*EXERCISE INSTRUCTIONS:*
1 – Answer these questions about the forum comments on the anti-war rally:
(a) In the comment headed "learn from history", what does the writer say dealt the final blow to the US establishment?
(b) Which unit had Ben Griffin served in?
(c) For whom does the comment "Anger is valuable elswhere!" say Saturday was?
2 – Can you pick up the forum comments on the anti-war rally after their final sentence and carry them on?

>> Start GIVEN TEXT

My own conclusion is that it is the duty of any officer to kill any single leader who forces a country into an unjust war.


learn from history

21.03.2006 17:32

Lets learn from history, how did the vietnem war eventually end, was it mass demos at home?, was it vietnam resitance? or was it the role of the GI's , i.e. going AWOL, fragging their officers and generally disobeying orders. In fact all of these fed into each other, but the final blow to the US establishment was due to the GI's revolt.

What an inspiration Ben Griffin is, for people who don't know, he was in the SAS and no refused to serve in the war, he spoke at the rally and encouraged other soldiers to join him.

red letter

Anger is valuable elswhere!

22.03.2006 18:55

As an anarchist myself i am disapointed you felt like this, protests may not solve the fundamental problems we are fighting but they at least raise awareness and let people know they are not alone in their struggles. There are plenty of peaceful people out there who do not belive in violent direct action, protests are one of the only opportunities they have to get their oppinion across to a wider audience and to the politicians who unfortunately control our world. Saturday was for them, and as you are an anarchist you should respect their wishes for a peaceful day, and even appreciate them as different, if we where all the same then you would really have reason for being uninspired.

>> End GIVEN TEXT
>> Start DATA SEGMENT

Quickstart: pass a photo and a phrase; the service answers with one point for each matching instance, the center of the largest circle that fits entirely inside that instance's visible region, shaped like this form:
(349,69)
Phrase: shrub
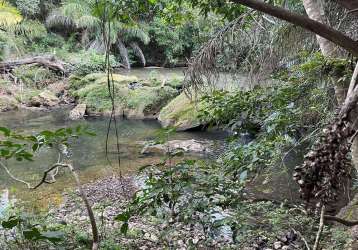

>> End DATA SEGMENT

*ANSWERS IN ORDER:*
1 –
(a) The GIs' revolt.
(b) The SAS.
(c) Peaceful people who do not believe in violent direct action.

2 –
I how ever do belive in certain violant acts, but only if they are constructive, focusing on the real proplem (governments and companies that enforce the wars) not to innocent passers by, please corrrect me but isnt that more useless to stopping the war than peaceful protesting through the streets. The government dosnt care who you disrupt, their probally even help you if you give them enough money. Sorry but it really annoyous me when fellow anarchists create violance in the wrong places, at the times as it only gives us a bad name in a society where we do not have many chances to exspess what anarchy really means to us. It also give the authorities more breaks to show us up as horrible, uncivilzed little toe rags, the fucking hypocrites!
I think that if you feel this way about peaceful protests, you should not attend them as they are a possitive way for many people to get their voice heard, which your views obviously can not contribute to. Stick to the riots and other forms of direct action mate, as it is there people like myself will admire your passion and enthusiasm for a better world. Hopefully we will all make a difference in our own way.

Solidarity to all who belive in something more to life!